#### WHAT YOU WILL DO
Edit the material below so that each "Run detection on" becomes "Locate", with everything else left as it is. Omit the pictures from your answer.
□ □ □ □
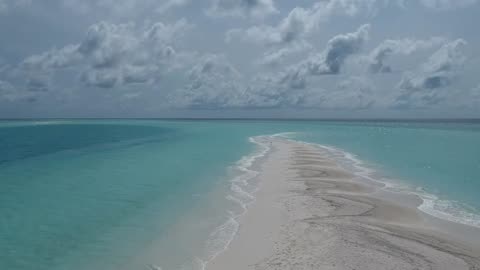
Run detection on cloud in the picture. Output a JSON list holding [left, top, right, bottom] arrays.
[[420, 0, 478, 10], [0, 80, 36, 102], [367, 37, 445, 73], [321, 76, 378, 110], [280, 24, 370, 89], [156, 0, 190, 14], [225, 0, 376, 45], [171, 25, 373, 109], [169, 54, 248, 108], [21, 19, 190, 88], [258, 42, 312, 67], [207, 0, 278, 18], [396, 39, 467, 107], [0, 0, 32, 15]]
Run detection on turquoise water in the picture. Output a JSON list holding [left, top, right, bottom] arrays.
[[0, 120, 480, 270]]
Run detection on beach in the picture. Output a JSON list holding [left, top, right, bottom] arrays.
[[206, 137, 480, 270]]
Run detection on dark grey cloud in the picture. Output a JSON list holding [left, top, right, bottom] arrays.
[[395, 39, 467, 108], [169, 54, 248, 108], [281, 24, 370, 89], [368, 37, 445, 73]]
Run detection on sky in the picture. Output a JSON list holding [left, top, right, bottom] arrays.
[[0, 0, 480, 118]]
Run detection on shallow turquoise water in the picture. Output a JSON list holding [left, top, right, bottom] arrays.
[[0, 120, 480, 270]]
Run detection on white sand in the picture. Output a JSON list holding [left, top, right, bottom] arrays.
[[207, 139, 480, 270]]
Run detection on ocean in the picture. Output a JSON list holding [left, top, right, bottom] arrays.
[[0, 120, 480, 270]]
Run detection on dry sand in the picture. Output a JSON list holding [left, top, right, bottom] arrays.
[[207, 139, 480, 270]]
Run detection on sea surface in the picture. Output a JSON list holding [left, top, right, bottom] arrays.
[[0, 120, 480, 270]]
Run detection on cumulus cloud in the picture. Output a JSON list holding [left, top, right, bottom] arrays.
[[21, 20, 190, 88], [0, 0, 32, 15], [367, 37, 445, 73], [170, 54, 248, 108], [226, 0, 376, 45], [420, 0, 478, 10], [396, 39, 467, 107], [156, 0, 190, 14], [207, 0, 278, 18], [280, 24, 370, 89], [258, 42, 312, 67]]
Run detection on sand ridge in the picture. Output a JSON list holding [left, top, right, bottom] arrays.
[[207, 138, 480, 270]]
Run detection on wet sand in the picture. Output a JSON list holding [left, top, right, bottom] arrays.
[[207, 138, 480, 270]]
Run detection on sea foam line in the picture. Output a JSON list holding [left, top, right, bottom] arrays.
[[274, 132, 480, 227], [197, 134, 274, 270]]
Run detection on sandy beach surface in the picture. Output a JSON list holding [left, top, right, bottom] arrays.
[[207, 138, 480, 270]]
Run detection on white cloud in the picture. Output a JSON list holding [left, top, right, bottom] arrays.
[[0, 0, 32, 15], [226, 0, 376, 45], [280, 24, 370, 89], [420, 0, 478, 10], [207, 0, 278, 18], [21, 19, 190, 88], [395, 39, 467, 107]]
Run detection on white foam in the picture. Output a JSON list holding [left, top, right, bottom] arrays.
[[279, 132, 480, 230], [199, 135, 277, 270]]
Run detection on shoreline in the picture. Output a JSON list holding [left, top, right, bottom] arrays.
[[206, 136, 480, 270]]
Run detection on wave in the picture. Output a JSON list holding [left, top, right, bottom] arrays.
[[276, 132, 480, 227], [197, 134, 280, 270]]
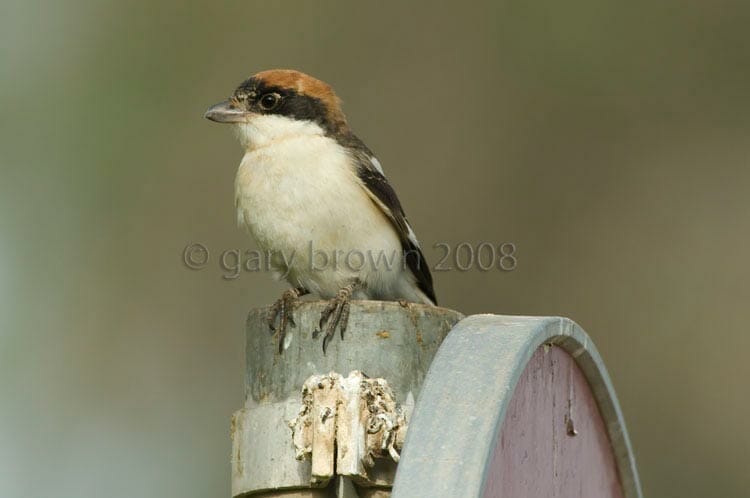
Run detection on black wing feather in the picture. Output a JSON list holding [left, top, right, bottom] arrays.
[[356, 150, 437, 304]]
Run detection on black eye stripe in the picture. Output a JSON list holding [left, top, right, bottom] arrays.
[[235, 78, 341, 134]]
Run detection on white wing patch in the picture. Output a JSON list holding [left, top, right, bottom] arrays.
[[404, 220, 422, 249], [370, 156, 385, 176]]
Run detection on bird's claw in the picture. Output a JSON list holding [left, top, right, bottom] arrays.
[[267, 288, 306, 354], [313, 281, 361, 354]]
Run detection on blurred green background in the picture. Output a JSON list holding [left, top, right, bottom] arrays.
[[0, 0, 750, 498]]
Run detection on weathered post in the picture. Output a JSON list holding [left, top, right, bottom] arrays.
[[232, 301, 642, 498], [232, 301, 462, 498]]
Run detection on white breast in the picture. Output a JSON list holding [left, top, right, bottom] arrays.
[[235, 128, 408, 298]]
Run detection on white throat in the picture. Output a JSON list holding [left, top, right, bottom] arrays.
[[235, 114, 325, 151]]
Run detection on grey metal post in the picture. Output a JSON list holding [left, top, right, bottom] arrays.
[[232, 301, 462, 497]]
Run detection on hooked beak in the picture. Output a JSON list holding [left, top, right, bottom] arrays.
[[203, 100, 248, 123]]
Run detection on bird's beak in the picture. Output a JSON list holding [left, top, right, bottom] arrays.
[[203, 100, 248, 123]]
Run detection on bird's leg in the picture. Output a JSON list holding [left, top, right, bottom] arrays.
[[313, 279, 363, 354], [267, 287, 310, 354]]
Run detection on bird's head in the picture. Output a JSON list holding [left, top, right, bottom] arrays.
[[205, 69, 348, 149]]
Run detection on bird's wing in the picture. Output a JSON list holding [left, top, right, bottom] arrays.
[[355, 151, 437, 304]]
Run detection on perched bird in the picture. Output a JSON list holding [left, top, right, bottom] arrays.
[[205, 69, 437, 352]]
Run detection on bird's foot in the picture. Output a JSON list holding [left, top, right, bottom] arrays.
[[313, 279, 362, 354], [267, 287, 307, 354]]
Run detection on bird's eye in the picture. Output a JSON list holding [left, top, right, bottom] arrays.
[[260, 93, 281, 111]]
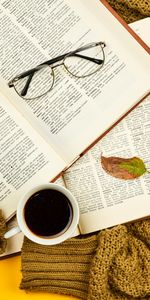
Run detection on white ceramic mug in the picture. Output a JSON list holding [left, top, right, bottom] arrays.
[[4, 183, 79, 245]]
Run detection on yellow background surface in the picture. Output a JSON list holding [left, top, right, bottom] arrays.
[[0, 255, 79, 300]]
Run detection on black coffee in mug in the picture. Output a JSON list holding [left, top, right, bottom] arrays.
[[24, 189, 73, 237]]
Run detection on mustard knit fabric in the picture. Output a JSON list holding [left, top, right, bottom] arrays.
[[107, 0, 150, 23], [87, 220, 150, 300], [20, 219, 150, 300], [0, 210, 6, 254]]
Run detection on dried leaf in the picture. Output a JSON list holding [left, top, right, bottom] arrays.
[[101, 156, 147, 179]]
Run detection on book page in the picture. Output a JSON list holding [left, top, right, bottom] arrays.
[[63, 96, 150, 233], [0, 94, 66, 219], [0, 0, 150, 163]]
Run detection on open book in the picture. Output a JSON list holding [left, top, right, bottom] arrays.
[[0, 0, 150, 219], [1, 18, 150, 258], [1, 18, 150, 257]]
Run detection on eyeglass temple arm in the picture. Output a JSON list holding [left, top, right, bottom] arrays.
[[10, 45, 104, 96], [73, 53, 104, 65]]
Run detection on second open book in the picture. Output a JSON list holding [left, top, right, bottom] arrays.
[[1, 14, 150, 257], [0, 0, 150, 219]]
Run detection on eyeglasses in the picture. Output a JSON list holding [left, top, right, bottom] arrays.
[[8, 42, 106, 100]]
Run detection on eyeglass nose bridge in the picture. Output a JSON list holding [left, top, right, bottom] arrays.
[[50, 60, 64, 69]]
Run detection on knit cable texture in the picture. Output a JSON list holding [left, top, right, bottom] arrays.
[[107, 0, 150, 23], [20, 234, 97, 299], [0, 210, 6, 254], [88, 220, 150, 300]]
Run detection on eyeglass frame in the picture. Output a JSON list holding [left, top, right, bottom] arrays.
[[8, 41, 106, 100]]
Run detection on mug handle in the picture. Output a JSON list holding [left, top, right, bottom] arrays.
[[4, 226, 21, 239]]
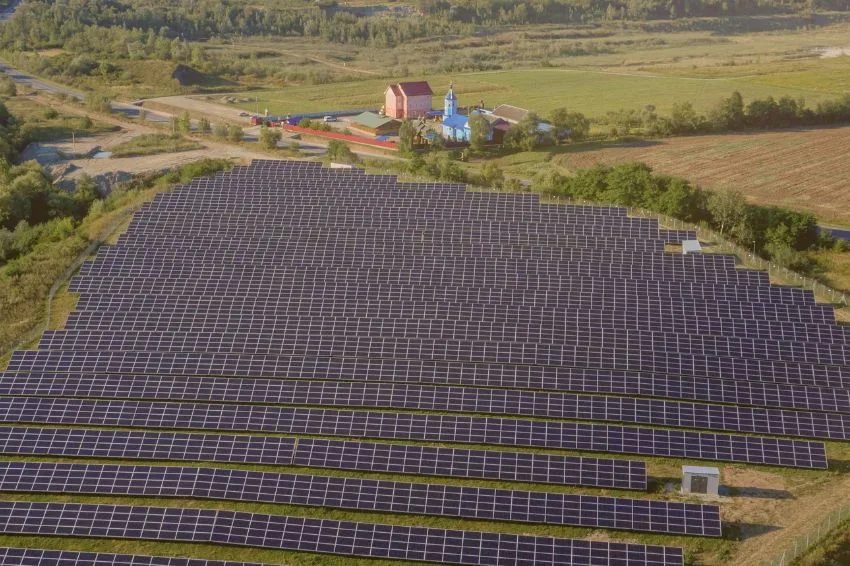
□ □ □ □
#### TASK OUTPUT
Locate cloud in the picture. Output a JSON list holding [left, top, right, bottom] arrays.
[[420, 0, 478, 10], [0, 80, 36, 102], [367, 37, 445, 73], [321, 76, 378, 110], [280, 24, 370, 89], [156, 0, 190, 14], [225, 0, 376, 45], [171, 25, 373, 109], [169, 54, 248, 108], [21, 19, 190, 88], [258, 42, 312, 67], [207, 0, 278, 18], [396, 39, 467, 107], [0, 0, 32, 15]]
Locate turquoise water in the picture. Output a JSON list holding [left, top, right, bottom] arrays.
[[0, 120, 480, 270]]
Locate beach in the picture. Output a JSON list holding [left, top, right, bottom] arrays.
[[206, 137, 480, 270]]
Locate dark grey cloud in the picture. Output a JSON list holding [left, top, right, bottom] arrays.
[[395, 39, 467, 108], [169, 54, 248, 108], [281, 24, 370, 89], [368, 37, 445, 73]]
Locate sky in the picture. Output a JSON list holding [left, top, right, bottom] arrays.
[[0, 0, 480, 118]]
Locate shallow turquoise water in the picture. Output a JSON list holding [left, top, right, bottom] arrays.
[[0, 120, 480, 270]]
Locate white sand in the picture. Output a JSON list holding [left, top, right, bottom] arrays.
[[207, 139, 480, 270]]
Locate ocean in the picture. Output a JSON list holding [left, top, right, bottom] arrays.
[[0, 120, 480, 270]]
Locate dry sand in the picture. Output a JSON list holding [left, top, right, bottom] arrays.
[[207, 139, 480, 270]]
Locate sea surface in the picture. Output a JSON list holding [left, top, right, bottom] arrays.
[[0, 120, 480, 270]]
Locate cumulus cloud in the picture. Output a JSON list holding [left, top, right, bottom] arrays.
[[21, 20, 190, 88], [0, 0, 32, 15], [367, 37, 445, 73], [170, 54, 248, 108], [226, 0, 376, 45], [420, 0, 478, 10], [396, 39, 467, 107], [156, 0, 190, 14], [207, 0, 278, 18], [280, 24, 370, 89], [258, 42, 312, 67]]
Locate sand ridge in the picture. Output a JSON list holding [left, top, right, bottom] arrays.
[[207, 138, 480, 270]]
Locate wet sand in the picture. Output a JSON list holding [left, top, right, bottom] arrays.
[[207, 138, 480, 270]]
Locate sea foam line in the picture. Output a JSON list holding [left, top, right, bottom] arrays.
[[274, 132, 480, 227], [197, 134, 274, 270]]
Locate sandy beach surface in the picture. Output a JSON list holding [left, top, right, bottom] arrays.
[[207, 138, 480, 270]]
Locate white cloud in the picture. Output a JSON list holding [left, top, right, bottom] arrays.
[[0, 0, 32, 15], [226, 0, 376, 45], [280, 24, 370, 89], [420, 0, 478, 10], [207, 0, 278, 18], [21, 19, 190, 88], [395, 39, 467, 107]]
Locate white foam in the picture. Output a JSON list holding [left, top, right, bottom] arrays.
[[279, 132, 480, 230], [199, 135, 277, 270]]
Locate shoreline in the picture. Output a JSON list holding [left, top, right, bottom] arrays.
[[206, 136, 480, 270]]
Locate wave in the picture. Output a JSON list holding [left, top, right, bottom] arrays.
[[276, 132, 480, 227], [197, 134, 280, 270]]
Locate black wing feather in the picture. Output a JSON list holding [left, top, right, bottom] arrays.
[[356, 150, 437, 304]]
Locate black eye stripe in the picture. Output a JSON list holding [left, top, right, bottom] arrays.
[[235, 78, 341, 134]]
Locate white wing patch in the picture. Output a JSON list holding [left, top, right, bottom] arrays.
[[404, 220, 422, 249], [370, 156, 385, 176]]
Locate bird's claw in the picture. Output a JSON list holding [left, top, right, bottom] arrays.
[[267, 288, 306, 354], [313, 281, 361, 354]]
Locate blurred green background in the picture. Output a JSON list holding [left, top, right, bottom] arrays.
[[0, 0, 750, 498]]
Locate weathered post in the picture. Output a JSON list holding [left, top, right, bottom] arrays.
[[232, 301, 642, 498], [232, 301, 462, 498]]
Locate white breast in the picture. Output a JSON list holding [left, top, right, bottom] arrays.
[[235, 128, 408, 298]]
Locate white throat in the picture. Output a JSON list holding [left, top, right, bottom] arrays.
[[235, 114, 325, 151]]
Locate grey metal post in the picture. Output a JSON list holding [left, top, right, bottom] arrays.
[[232, 301, 462, 497]]
Locate hooked beak in the picture. Output a JSON list holding [left, top, right, bottom] arrays.
[[203, 100, 248, 123]]
Locate bird's beak in the picture. Output a JSON list holding [left, top, right, bottom] arrays.
[[203, 100, 248, 123]]
Locate bird's leg in the picture. Output a JSON list holding [left, top, right, bottom] arrays.
[[313, 279, 363, 354], [267, 287, 310, 354]]
Locate bird's head in the picture. Output a JSON list holding [left, top, right, bottom] arrays.
[[205, 69, 348, 149]]
Locate bird's wing in the picture. Output a JSON list holding [left, top, right, bottom] arrays.
[[355, 151, 437, 304]]
Locate perched bird in the picture. Output a JSON list holding [left, top, right, bottom] arrays.
[[205, 69, 437, 352]]
Locate bird's foot in the picture. Output a JSON list holding [left, top, right, bottom] arrays.
[[313, 279, 362, 354], [267, 287, 307, 354]]
Locate bird's eye in the picture. Output a JSON list holding [left, top, right, bottom] arrays.
[[260, 93, 281, 111]]
Locate white ceramic mug in the picture. Output a JSON list holding [left, top, right, bottom] arrays.
[[4, 183, 79, 245]]
Locate yellow background surface in the picture. Output a JSON list holding [left, top, right, bottom] arrays.
[[0, 255, 79, 300]]
Locate black coffee in mug in the picture. Output a JSON list holding [left, top, right, bottom] arrays.
[[24, 189, 73, 237]]
Locate mustard knit fabric in the picture. Output a JSON list holding [left, top, right, bottom] arrays.
[[107, 0, 150, 23], [87, 220, 150, 300], [20, 219, 150, 300], [0, 210, 6, 254]]
Locate dried leaf in the picture. Output a JSON list holding [left, top, right, bottom] arrays.
[[101, 156, 147, 179]]
Locate book page in the picture. Output a JSON list holding [left, top, right, bottom] arrays.
[[63, 96, 150, 233], [0, 94, 66, 219], [0, 0, 150, 163]]
Locate open book in the picture. Output a JSON list holding [left, top, right, bottom] arrays.
[[0, 0, 150, 219], [1, 18, 150, 258], [1, 18, 150, 257]]
Locate eyeglass temple arm in the picture. Output a JSON list holding [left, top, right, bottom] arrays.
[[10, 45, 104, 96], [73, 53, 104, 65]]
Locate second open book in the picture. Output a JSON list holding [left, top, right, bottom] arrays.
[[1, 14, 150, 257], [0, 0, 150, 219]]
Locate eyeglasses in the picture. Output a JSON list holding [left, top, right, bottom] arrays.
[[8, 42, 106, 100]]
Locate eyeglass nose bridge in the picture. Output a JSON list holding [left, top, right, bottom] arrays.
[[50, 60, 64, 69]]
Locate knit cable texture in the picture. Output a JSON list holding [left, top, right, bottom] arrays.
[[107, 0, 150, 23], [20, 234, 97, 299], [0, 210, 6, 254], [88, 220, 150, 300]]
Locate eyeglass frame in the picture. Output a JSON list holding [left, top, right, bottom] arrays.
[[8, 41, 106, 100]]
Locate mug handle in the picture. Output a JSON list holding [left, top, right, bottom] arrays.
[[4, 226, 21, 239]]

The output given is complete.